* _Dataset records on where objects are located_
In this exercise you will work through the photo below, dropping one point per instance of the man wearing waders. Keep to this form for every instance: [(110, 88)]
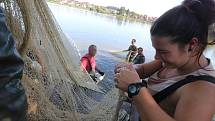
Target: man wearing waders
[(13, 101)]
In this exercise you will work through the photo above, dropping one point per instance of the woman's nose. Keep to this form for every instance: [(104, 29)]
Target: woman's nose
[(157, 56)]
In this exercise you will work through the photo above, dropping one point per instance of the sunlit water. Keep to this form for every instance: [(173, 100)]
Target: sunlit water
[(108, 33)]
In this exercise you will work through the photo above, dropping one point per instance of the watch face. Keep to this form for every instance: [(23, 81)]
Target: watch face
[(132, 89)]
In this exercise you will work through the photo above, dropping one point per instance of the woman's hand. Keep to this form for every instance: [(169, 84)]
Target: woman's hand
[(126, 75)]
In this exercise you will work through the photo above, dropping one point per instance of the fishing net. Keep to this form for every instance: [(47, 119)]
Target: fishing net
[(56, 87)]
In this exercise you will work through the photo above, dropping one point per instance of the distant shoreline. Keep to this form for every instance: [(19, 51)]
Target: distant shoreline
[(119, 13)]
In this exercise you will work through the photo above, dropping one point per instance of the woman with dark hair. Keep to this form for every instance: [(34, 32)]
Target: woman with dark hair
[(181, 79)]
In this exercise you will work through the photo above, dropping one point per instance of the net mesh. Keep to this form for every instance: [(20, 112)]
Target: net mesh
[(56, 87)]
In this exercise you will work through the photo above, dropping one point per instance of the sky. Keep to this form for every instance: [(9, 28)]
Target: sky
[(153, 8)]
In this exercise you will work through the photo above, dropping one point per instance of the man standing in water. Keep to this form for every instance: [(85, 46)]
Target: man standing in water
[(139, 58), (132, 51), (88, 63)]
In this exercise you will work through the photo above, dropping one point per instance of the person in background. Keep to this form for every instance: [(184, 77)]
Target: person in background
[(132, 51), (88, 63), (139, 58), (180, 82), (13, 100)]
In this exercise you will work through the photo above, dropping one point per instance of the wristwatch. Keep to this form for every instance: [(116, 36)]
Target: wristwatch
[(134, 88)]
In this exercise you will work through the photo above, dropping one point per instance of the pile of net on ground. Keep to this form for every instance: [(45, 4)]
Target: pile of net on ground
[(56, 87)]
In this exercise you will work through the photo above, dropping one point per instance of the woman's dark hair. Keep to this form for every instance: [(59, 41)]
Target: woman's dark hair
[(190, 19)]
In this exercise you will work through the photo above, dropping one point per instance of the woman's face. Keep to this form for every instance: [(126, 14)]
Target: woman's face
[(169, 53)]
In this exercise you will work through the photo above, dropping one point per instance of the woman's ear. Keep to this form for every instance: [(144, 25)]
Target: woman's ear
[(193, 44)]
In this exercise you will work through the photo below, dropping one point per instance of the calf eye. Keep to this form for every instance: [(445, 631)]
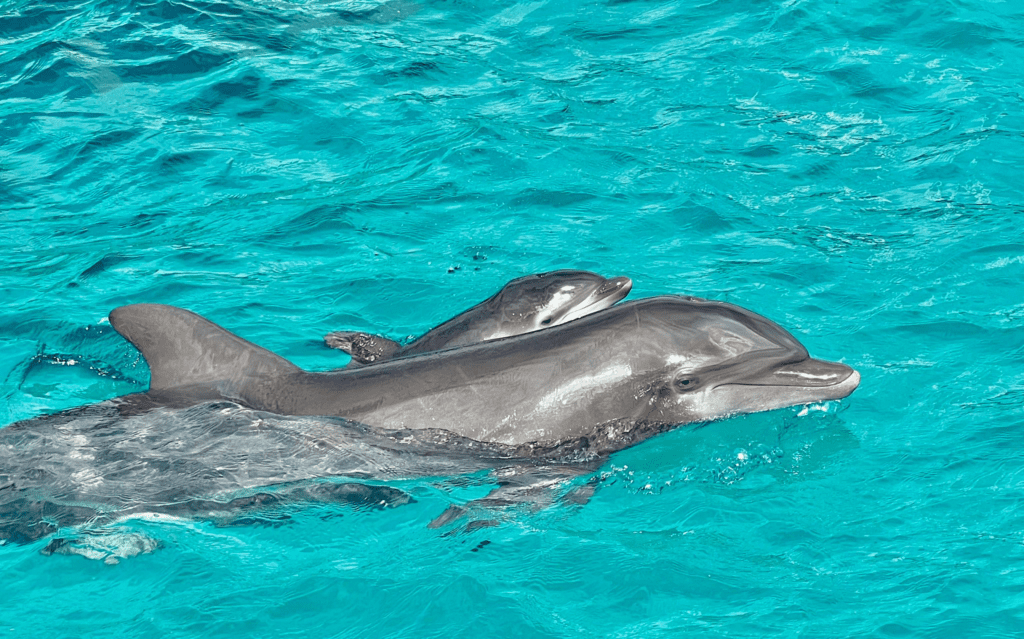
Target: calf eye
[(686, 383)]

* _PROBLEM TO SOLVE_
Please recast all of the rows above as a numbered list with no blank lines, and leave the pictures out of it.

* _REPLY_
1. In this exercise you will work through the photo below, dropping one point per instance of the man wearing waders. Keep to this form for every instance: [(110, 88)]
2. Target: man wearing waders
3. [(13, 101)]
4. In this exercise you will work through the photo above, dropping one point per instance of the woman's nose. Keep to this form for every instance: [(104, 29)]
5. Target: woman's nose
6. [(157, 56)]
7. In this exercise you will work through the photo above, dropping one point per instance of the sunlit water. Keep to this form for every instance: [(173, 100)]
8. Target: sunlit water
9. [(108, 33)]
10. In this exercise you will work through the photo above, dropping one point per instance of the watch face. Keep to this form for every instance: [(23, 81)]
11. Target: watch face
12. [(132, 89)]
13. In this exercise you will work through the photo above, dropping one point per instance of the woman's hand. Keep to this form for every instance: [(169, 84)]
14. Target: woman's hand
15. [(126, 75)]
16. In this exercise you will work through the photo above, dropping one point per instance of the fishing net. Keep to this form for every instance: [(47, 119)]
17. Target: fishing net
18. [(56, 87)]
19. In this exercise you will work through the photo above, dropping one point per instance of the distant shoreline. Keep to this form for every instance: [(19, 51)]
20. Target: distant shoreline
21. [(119, 13)]
22. In this exercise you will work through the photo above, dropping one point per instance of the woman with dark hair. Keep to this form for every instance: [(34, 32)]
23. Target: woman with dark hair
24. [(181, 79)]
25. In this exercise you will work through the photo above, dropping one point per instance of the net mesh. Keep to this form for every instance: [(20, 112)]
26. Target: net mesh
27. [(56, 87)]
28. In this exercise you will work through the photo above, dropping one point per instance of the sky. Keep to this form for every instance: [(9, 28)]
29. Target: sky
30. [(153, 8)]
31. In this exercise you will work through the photo above, dropping one point per instance of the man standing in water. Keep to this form for every instance: [(85, 46)]
32. Target: man standing in water
33. [(139, 58), (132, 51), (88, 63)]
34. In this exercise you will work through the photo above, dropping one point per instance of the person in background. Keep to this form for every instance: [(184, 77)]
35. Target: person in background
36. [(132, 51), (88, 63), (139, 58), (180, 82), (13, 100)]
37. In this exercise you will work through the photo above, dropping one point per instance of the wristwatch. Keep to this form for every instance: [(116, 36)]
38. Target: wristwatch
39. [(134, 88)]
40. In this exercise you will work through the photo above, dropping one point per instance of the pile of net on ground. Keep to this form for every instance: [(45, 4)]
41. Target: pile of net on ground
42. [(56, 87)]
43. In this exercise you will work through the photo above, dropping one point per instance of the woman's dark hair. Keep to this form for every instance: [(59, 41)]
44. Target: woman's dark hair
45. [(190, 19)]
46. In this exercise you will work through the photo above, dropping one point per instance of the woman's face. Keep to this form for every instance: [(126, 14)]
47. Target: woman's face
48. [(169, 53)]
49. In this exercise you will work through the photo above, dropping one point per instance of the woman's ear. Keep to this form for every instance: [(144, 25)]
50. Target: woman's ear
51. [(193, 44)]
52. In this exercise you will work through the photo below, dropping one point per instance of the calf eye. Keep to this form for every instance: [(445, 631)]
53. Target: calf eye
54. [(686, 383)]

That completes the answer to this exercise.